■ GOAL OF THE EXERCISE ■
Write out again only the lines that run from the start of the entries to the line containing "188L328 172L210 185L5", both included.

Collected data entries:
· · · ·

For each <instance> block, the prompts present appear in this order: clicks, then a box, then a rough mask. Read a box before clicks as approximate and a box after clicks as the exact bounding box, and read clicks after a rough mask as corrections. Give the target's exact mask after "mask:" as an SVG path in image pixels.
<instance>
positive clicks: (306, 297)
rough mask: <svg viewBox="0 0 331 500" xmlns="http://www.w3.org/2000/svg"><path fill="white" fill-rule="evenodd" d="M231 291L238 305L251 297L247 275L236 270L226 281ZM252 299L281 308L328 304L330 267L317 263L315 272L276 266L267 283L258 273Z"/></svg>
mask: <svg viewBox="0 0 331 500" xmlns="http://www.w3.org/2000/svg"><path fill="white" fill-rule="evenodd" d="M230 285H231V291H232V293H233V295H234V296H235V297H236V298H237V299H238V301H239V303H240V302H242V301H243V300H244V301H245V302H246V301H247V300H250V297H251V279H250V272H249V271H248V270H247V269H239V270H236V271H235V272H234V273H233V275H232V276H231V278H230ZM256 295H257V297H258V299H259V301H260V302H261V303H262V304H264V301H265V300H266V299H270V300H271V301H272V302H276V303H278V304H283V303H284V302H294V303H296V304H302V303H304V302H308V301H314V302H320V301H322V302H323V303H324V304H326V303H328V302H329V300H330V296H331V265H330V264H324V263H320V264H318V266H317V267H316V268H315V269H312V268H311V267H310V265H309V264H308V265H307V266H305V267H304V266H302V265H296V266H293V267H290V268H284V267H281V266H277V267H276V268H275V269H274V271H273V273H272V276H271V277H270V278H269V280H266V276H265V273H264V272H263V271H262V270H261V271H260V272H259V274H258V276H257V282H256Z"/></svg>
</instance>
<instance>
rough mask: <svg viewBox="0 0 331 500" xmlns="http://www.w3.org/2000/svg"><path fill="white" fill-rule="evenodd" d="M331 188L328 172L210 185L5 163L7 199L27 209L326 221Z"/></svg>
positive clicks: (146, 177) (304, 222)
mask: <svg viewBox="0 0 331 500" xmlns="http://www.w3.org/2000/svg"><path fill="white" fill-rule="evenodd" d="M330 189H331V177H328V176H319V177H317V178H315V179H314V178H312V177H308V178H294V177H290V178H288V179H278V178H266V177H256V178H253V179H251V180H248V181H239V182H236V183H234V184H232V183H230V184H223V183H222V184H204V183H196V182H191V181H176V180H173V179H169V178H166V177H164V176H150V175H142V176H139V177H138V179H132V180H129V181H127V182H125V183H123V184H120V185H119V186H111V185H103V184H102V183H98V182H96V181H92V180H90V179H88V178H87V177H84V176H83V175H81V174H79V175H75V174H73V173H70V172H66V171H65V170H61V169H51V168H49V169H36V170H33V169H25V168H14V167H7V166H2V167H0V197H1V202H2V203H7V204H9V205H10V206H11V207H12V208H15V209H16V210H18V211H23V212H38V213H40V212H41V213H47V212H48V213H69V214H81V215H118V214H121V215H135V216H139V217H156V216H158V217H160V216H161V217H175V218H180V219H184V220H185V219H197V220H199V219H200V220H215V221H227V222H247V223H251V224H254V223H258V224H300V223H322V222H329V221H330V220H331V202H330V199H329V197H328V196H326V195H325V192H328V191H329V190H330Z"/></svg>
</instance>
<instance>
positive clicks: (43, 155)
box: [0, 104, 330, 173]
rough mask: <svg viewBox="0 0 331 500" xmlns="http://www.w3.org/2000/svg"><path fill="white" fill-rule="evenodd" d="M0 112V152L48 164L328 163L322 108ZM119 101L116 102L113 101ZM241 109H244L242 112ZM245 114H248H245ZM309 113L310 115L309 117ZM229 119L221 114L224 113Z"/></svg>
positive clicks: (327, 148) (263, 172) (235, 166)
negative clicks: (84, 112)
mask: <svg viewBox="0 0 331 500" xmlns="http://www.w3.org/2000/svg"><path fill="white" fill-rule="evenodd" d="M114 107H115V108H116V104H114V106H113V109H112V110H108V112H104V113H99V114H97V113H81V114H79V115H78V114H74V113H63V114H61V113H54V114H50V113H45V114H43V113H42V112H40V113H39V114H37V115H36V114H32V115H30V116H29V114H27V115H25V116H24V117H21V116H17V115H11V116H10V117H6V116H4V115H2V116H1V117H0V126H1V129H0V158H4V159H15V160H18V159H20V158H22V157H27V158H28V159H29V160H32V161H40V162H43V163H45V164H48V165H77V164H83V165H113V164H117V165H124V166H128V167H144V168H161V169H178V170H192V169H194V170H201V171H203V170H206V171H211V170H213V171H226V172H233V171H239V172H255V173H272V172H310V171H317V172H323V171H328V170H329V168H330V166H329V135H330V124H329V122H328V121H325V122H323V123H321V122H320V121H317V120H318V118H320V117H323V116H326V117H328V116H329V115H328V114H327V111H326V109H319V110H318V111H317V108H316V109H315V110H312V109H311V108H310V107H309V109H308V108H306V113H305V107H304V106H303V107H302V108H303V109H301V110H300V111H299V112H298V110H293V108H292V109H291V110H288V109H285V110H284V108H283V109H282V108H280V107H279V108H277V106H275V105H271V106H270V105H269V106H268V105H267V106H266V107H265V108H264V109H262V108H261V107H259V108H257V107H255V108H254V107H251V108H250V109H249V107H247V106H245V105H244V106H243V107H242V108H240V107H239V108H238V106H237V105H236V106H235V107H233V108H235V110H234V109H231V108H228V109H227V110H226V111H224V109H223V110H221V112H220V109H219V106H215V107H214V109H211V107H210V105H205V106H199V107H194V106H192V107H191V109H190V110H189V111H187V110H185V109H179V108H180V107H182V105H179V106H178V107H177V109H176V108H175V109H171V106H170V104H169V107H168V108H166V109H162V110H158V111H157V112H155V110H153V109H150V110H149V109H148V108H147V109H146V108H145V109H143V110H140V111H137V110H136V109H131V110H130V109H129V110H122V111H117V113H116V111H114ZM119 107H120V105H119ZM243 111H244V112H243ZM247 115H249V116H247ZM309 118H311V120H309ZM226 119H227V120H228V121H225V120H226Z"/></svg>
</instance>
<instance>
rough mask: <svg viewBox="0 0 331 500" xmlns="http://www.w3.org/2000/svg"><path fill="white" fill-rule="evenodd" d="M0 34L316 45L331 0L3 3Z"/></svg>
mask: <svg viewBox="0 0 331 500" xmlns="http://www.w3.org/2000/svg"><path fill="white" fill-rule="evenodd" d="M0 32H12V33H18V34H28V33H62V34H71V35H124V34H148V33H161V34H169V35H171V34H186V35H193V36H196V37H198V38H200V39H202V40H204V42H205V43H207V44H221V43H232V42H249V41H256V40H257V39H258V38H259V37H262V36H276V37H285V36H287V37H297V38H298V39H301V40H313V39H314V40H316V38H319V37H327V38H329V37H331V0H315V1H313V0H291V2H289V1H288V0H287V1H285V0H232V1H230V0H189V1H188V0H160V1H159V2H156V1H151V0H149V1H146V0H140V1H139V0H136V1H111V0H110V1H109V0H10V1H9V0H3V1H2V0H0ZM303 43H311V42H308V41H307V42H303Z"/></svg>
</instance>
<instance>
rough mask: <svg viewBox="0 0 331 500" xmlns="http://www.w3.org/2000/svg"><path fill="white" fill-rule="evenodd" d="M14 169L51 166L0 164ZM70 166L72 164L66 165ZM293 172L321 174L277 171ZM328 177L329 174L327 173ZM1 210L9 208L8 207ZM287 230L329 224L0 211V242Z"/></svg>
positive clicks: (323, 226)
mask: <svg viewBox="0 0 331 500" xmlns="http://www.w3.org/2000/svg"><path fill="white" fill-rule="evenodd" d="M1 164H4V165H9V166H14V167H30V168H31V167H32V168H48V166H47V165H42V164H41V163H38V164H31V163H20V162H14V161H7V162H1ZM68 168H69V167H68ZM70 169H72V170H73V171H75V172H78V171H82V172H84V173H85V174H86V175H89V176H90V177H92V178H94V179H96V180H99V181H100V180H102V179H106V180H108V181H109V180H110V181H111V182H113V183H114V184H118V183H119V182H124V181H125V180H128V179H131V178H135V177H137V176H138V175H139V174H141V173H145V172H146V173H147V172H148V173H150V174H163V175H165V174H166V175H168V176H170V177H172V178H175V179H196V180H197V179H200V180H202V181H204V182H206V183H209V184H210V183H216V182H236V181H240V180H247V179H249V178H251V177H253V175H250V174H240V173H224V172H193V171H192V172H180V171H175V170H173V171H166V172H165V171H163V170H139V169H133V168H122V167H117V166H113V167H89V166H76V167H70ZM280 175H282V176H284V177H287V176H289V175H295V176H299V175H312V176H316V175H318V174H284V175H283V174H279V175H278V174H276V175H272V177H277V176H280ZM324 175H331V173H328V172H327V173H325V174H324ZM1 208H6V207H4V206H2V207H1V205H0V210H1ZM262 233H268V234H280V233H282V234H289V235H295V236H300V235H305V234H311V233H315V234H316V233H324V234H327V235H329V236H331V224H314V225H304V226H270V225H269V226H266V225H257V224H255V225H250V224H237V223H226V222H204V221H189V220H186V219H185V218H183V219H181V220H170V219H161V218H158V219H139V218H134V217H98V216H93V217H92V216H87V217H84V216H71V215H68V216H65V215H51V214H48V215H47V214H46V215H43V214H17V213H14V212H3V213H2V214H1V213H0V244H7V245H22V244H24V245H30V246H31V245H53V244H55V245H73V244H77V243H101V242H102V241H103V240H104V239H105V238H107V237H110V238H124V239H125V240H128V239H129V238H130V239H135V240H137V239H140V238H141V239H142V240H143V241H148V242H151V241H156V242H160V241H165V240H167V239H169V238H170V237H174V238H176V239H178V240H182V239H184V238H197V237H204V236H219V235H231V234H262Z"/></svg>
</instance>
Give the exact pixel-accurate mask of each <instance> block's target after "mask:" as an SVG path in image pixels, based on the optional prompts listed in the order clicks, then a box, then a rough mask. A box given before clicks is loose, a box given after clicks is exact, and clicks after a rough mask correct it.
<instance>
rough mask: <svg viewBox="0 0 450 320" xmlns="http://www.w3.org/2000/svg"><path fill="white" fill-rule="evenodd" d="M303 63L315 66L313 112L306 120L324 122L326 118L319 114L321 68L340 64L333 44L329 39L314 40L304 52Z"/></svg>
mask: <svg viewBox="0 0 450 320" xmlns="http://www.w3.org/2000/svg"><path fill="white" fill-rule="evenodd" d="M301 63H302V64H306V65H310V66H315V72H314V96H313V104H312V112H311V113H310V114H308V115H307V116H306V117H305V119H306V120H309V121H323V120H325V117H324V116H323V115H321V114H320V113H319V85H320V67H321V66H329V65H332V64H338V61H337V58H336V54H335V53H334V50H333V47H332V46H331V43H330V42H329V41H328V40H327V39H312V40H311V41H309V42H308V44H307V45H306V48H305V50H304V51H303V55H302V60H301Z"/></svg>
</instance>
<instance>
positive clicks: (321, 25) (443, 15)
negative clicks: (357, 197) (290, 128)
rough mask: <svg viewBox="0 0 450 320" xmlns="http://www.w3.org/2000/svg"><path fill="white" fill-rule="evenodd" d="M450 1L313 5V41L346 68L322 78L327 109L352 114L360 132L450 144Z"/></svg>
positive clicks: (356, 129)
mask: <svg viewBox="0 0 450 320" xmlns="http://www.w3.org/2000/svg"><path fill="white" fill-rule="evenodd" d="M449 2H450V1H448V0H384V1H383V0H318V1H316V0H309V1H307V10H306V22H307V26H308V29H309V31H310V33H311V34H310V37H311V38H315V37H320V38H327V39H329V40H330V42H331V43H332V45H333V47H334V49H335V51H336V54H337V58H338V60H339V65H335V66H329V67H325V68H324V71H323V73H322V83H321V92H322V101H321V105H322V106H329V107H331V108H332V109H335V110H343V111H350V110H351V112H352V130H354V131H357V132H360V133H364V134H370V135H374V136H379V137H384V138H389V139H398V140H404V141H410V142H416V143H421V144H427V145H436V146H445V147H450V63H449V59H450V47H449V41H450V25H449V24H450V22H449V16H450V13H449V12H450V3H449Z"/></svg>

· · · ·

■ EXERCISE SOLUTION ■
For each <instance> block, the prompts present appear in this order: clicks, then a box, then a rough mask. Read a box before clicks as approximate and a box after clicks as the exact bounding box, and read clicks after a rough mask as corrections. Give the target's exact mask after "mask:" as an SVG path in image pixels.
<instance>
positive clicks: (306, 297)
rough mask: <svg viewBox="0 0 331 500" xmlns="http://www.w3.org/2000/svg"><path fill="white" fill-rule="evenodd" d="M231 291L238 305L251 297L247 275L236 270L226 281ZM252 299L281 308L328 304L330 267L317 263L315 272L276 266L267 283L258 273Z"/></svg>
mask: <svg viewBox="0 0 331 500" xmlns="http://www.w3.org/2000/svg"><path fill="white" fill-rule="evenodd" d="M230 285H231V291H232V293H233V295H234V296H235V297H236V298H237V299H238V301H239V303H240V302H242V301H243V300H244V301H245V302H246V301H247V300H250V297H251V279H250V272H249V271H248V270H247V269H239V270H236V271H235V272H234V273H233V275H232V276H231V278H230ZM256 295H257V297H258V299H259V301H260V302H261V303H262V304H264V301H265V300H266V299H270V300H271V301H272V302H276V303H278V304H283V303H284V302H294V303H296V304H302V303H304V302H308V301H314V302H320V301H322V302H323V303H324V304H326V303H328V302H329V300H330V296H331V265H330V264H324V263H320V264H318V266H317V267H316V268H315V269H312V268H311V267H310V265H309V264H308V265H307V266H305V267H304V266H302V265H296V266H293V267H290V268H284V267H281V266H277V267H276V268H275V269H274V271H273V273H272V276H271V277H270V278H269V280H266V276H265V273H264V272H263V271H262V270H261V271H260V272H259V274H258V276H257V282H256Z"/></svg>
</instance>
<instance>
rough mask: <svg viewBox="0 0 331 500" xmlns="http://www.w3.org/2000/svg"><path fill="white" fill-rule="evenodd" d="M331 188L328 172L210 185L5 163L7 199L27 209L326 221Z"/></svg>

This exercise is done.